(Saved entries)
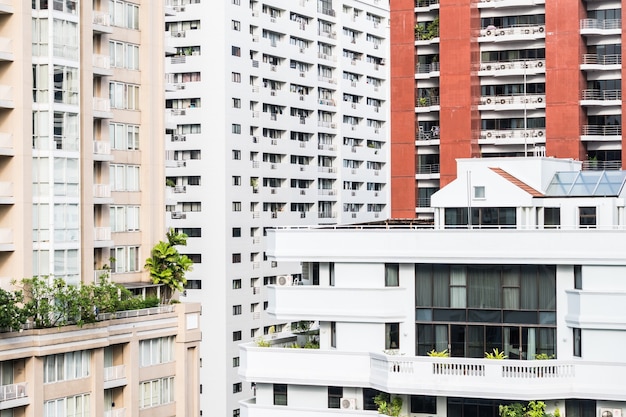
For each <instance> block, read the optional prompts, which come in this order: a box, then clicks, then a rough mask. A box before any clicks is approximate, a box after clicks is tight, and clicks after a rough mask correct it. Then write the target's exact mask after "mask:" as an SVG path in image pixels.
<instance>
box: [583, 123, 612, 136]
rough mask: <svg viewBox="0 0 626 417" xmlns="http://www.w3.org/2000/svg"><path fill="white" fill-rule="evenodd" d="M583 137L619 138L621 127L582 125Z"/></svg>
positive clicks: (598, 125)
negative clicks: (582, 127)
mask: <svg viewBox="0 0 626 417" xmlns="http://www.w3.org/2000/svg"><path fill="white" fill-rule="evenodd" d="M580 134H581V135H583V136H621V135H622V126H621V125H584V126H583V128H582V132H581V133H580Z"/></svg>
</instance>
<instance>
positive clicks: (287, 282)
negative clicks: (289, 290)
mask: <svg viewBox="0 0 626 417" xmlns="http://www.w3.org/2000/svg"><path fill="white" fill-rule="evenodd" d="M276 284H278V285H280V286H281V287H287V286H290V285H293V277H292V276H291V275H279V276H278V277H277V278H276Z"/></svg>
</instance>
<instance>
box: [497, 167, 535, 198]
mask: <svg viewBox="0 0 626 417" xmlns="http://www.w3.org/2000/svg"><path fill="white" fill-rule="evenodd" d="M489 169H491V170H492V171H493V172H495V173H496V174H498V175H500V176H502V177H503V178H504V179H506V180H507V181H509V182H510V183H512V184H514V185H516V186H518V187H519V188H521V189H522V190H524V191H526V192H527V193H528V194H530V195H532V196H533V197H543V194H542V193H541V192H539V191H537V190H535V189H534V188H533V187H531V186H530V185H528V184H526V183H525V182H524V181H522V180H520V179H518V178H516V177H514V176H513V175H511V174H509V173H508V172H506V171H505V170H503V169H502V168H494V167H490V168H489Z"/></svg>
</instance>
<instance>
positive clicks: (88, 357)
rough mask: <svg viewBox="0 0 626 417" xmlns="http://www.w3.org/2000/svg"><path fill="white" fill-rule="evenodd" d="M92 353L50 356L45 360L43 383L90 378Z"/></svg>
mask: <svg viewBox="0 0 626 417" xmlns="http://www.w3.org/2000/svg"><path fill="white" fill-rule="evenodd" d="M90 367H91V353H90V352H89V351H87V350H79V351H76V352H68V353H61V354H58V355H48V356H46V357H45V359H44V366H43V382H44V384H49V383H52V382H59V381H69V380H72V379H81V378H87V377H89V369H90Z"/></svg>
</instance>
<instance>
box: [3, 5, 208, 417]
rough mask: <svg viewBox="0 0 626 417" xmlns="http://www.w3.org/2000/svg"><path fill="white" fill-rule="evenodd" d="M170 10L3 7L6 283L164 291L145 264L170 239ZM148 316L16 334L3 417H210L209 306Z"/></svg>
mask: <svg viewBox="0 0 626 417" xmlns="http://www.w3.org/2000/svg"><path fill="white" fill-rule="evenodd" d="M169 11H170V12H173V10H171V9H170V10H169ZM165 13H166V10H165V7H164V3H163V1H160V0H150V1H145V0H128V1H126V0H110V1H108V0H94V1H78V0H63V1H61V0H53V1H50V0H33V1H21V0H2V1H0V161H1V162H0V223H1V224H0V242H1V243H0V286H1V287H2V288H3V289H13V288H12V287H11V281H12V280H17V281H19V280H21V279H22V278H30V277H33V276H38V277H55V278H63V279H65V280H66V281H67V282H68V283H70V284H80V283H81V282H83V283H92V282H94V281H95V280H97V279H99V277H101V276H102V275H103V274H104V273H106V275H108V276H109V277H110V278H111V279H112V280H113V281H115V282H117V283H121V284H124V285H125V286H127V287H129V288H130V289H132V290H133V291H135V292H139V293H141V292H144V290H145V289H146V288H147V287H150V286H152V283H151V281H150V278H149V276H148V274H147V272H146V271H144V268H143V265H144V260H145V259H146V258H147V257H148V256H149V255H150V250H151V248H152V246H153V245H154V244H155V243H157V242H158V241H159V240H163V239H165V224H164V214H165V212H164V195H165V184H164V181H165V172H164V163H163V161H164V134H165V126H164V121H163V119H164V117H163V116H164V92H165V84H164V79H163V74H164V70H163V65H164V63H163V57H164V53H165V50H164V40H163V25H164V19H165ZM151 312H152V313H155V314H151V315H149V316H147V317H141V318H125V319H119V320H107V321H102V322H99V323H97V324H94V325H87V326H84V327H82V328H78V327H75V326H67V327H63V328H54V329H47V330H24V331H23V332H19V333H6V332H3V333H2V334H1V335H0V345H1V347H0V370H1V371H0V372H1V375H2V383H1V386H0V410H1V411H0V414H1V415H2V416H3V417H5V416H6V417H9V416H17V417H19V416H47V417H52V416H69V415H72V416H87V415H92V416H95V415H98V416H107V417H120V416H126V417H128V416H138V415H147V414H150V415H163V416H165V415H197V414H198V413H199V411H198V410H199V406H198V396H197V395H198V394H197V390H196V389H195V388H196V387H197V386H198V380H197V374H198V370H197V366H198V363H199V359H198V358H199V355H198V354H197V353H196V352H197V345H198V343H199V339H200V333H199V329H198V324H197V323H198V321H199V320H198V316H199V307H198V306H197V305H196V306H193V305H188V306H179V307H177V308H176V310H174V309H173V308H172V306H166V307H164V308H160V309H155V310H152V311H151ZM143 313H146V311H143ZM194 323H195V324H194ZM3 330H4V329H3ZM159 347H163V352H167V355H166V357H165V356H164V357H163V358H161V357H158V355H156V356H157V357H158V358H157V360H156V361H155V362H154V363H152V362H150V360H149V357H148V356H146V353H145V352H143V351H142V349H151V348H154V349H155V352H156V349H157V348H159ZM146 358H147V359H146ZM174 358H176V361H174ZM144 359H145V361H144ZM139 360H140V361H141V363H142V365H141V366H140V365H138V364H139V362H138V361H139ZM153 365H154V366H153ZM174 384H176V391H174V389H173V386H174ZM187 389H188V390H189V392H188V393H186V392H185V391H186V390H187ZM174 393H175V394H176V400H177V401H174ZM187 398H189V401H188V402H187V401H186V399H187ZM148 408H149V409H150V411H143V410H144V409H148ZM152 413H157V414H152Z"/></svg>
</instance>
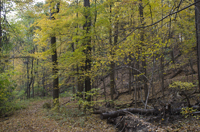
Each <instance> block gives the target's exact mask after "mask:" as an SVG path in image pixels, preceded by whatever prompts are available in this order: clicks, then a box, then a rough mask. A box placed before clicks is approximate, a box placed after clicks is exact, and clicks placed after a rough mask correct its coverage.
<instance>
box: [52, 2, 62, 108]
mask: <svg viewBox="0 0 200 132" xmlns="http://www.w3.org/2000/svg"><path fill="white" fill-rule="evenodd" d="M51 3H52V1H51ZM53 8H55V7H53ZM59 8H60V3H59V2H58V3H56V12H53V11H52V9H50V13H51V14H50V15H51V20H55V18H54V16H53V14H54V13H59ZM51 50H52V52H53V55H52V63H53V69H52V72H53V100H54V101H53V102H54V104H53V105H54V106H56V105H59V81H58V80H59V79H58V58H57V48H56V37H55V34H54V35H53V36H52V37H51Z"/></svg>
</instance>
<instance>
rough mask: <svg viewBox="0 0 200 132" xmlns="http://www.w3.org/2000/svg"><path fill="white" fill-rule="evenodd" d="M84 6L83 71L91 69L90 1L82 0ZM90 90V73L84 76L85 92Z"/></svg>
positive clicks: (90, 19) (90, 22) (90, 20)
mask: <svg viewBox="0 0 200 132" xmlns="http://www.w3.org/2000/svg"><path fill="white" fill-rule="evenodd" d="M84 7H85V19H86V22H85V24H84V25H83V29H85V31H86V37H85V40H84V46H86V50H85V55H86V60H85V72H90V70H91V49H92V48H91V36H90V29H91V16H90V1H89V0H84ZM90 90H91V78H90V75H87V76H86V77H85V92H88V91H90ZM87 100H88V101H90V100H91V98H90V97H88V98H87Z"/></svg>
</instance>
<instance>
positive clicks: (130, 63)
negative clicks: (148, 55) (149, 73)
mask: <svg viewBox="0 0 200 132" xmlns="http://www.w3.org/2000/svg"><path fill="white" fill-rule="evenodd" d="M128 57H129V66H130V67H131V55H130V53H129V56H128ZM131 78H132V69H131V68H129V82H128V89H129V94H131Z"/></svg>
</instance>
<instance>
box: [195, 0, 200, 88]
mask: <svg viewBox="0 0 200 132" xmlns="http://www.w3.org/2000/svg"><path fill="white" fill-rule="evenodd" d="M197 1H199V0H194V2H197ZM195 24H196V40H197V66H198V82H199V92H200V2H198V3H197V4H196V5H195Z"/></svg>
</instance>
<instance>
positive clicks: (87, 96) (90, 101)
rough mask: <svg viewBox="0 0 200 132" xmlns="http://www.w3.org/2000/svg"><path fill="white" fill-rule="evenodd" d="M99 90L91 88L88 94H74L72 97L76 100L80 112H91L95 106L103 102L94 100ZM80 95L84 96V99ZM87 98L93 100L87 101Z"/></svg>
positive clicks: (84, 93) (84, 92)
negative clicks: (80, 108) (78, 106)
mask: <svg viewBox="0 0 200 132" xmlns="http://www.w3.org/2000/svg"><path fill="white" fill-rule="evenodd" d="M99 90H100V88H93V89H91V90H90V91H88V92H82V93H77V94H74V96H73V97H75V98H73V99H75V100H78V102H77V103H78V105H79V107H80V108H81V109H82V110H84V111H85V112H92V111H93V107H94V106H95V105H97V104H99V103H100V102H103V100H94V98H95V97H96V98H97V97H98V96H99ZM81 95H85V98H82V97H81ZM88 98H91V99H93V100H91V101H88V100H87V99H88ZM68 105H69V104H68Z"/></svg>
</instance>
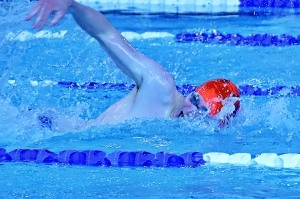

*What is being asked:* Please find each line in the records that contains the string "negative" and copy those lines in full.

*Answer space:*
negative clicks: (582, 127)
negative clicks: (289, 290)
negative clicks: (148, 55) (149, 73)
negative clicks: (80, 108) (78, 106)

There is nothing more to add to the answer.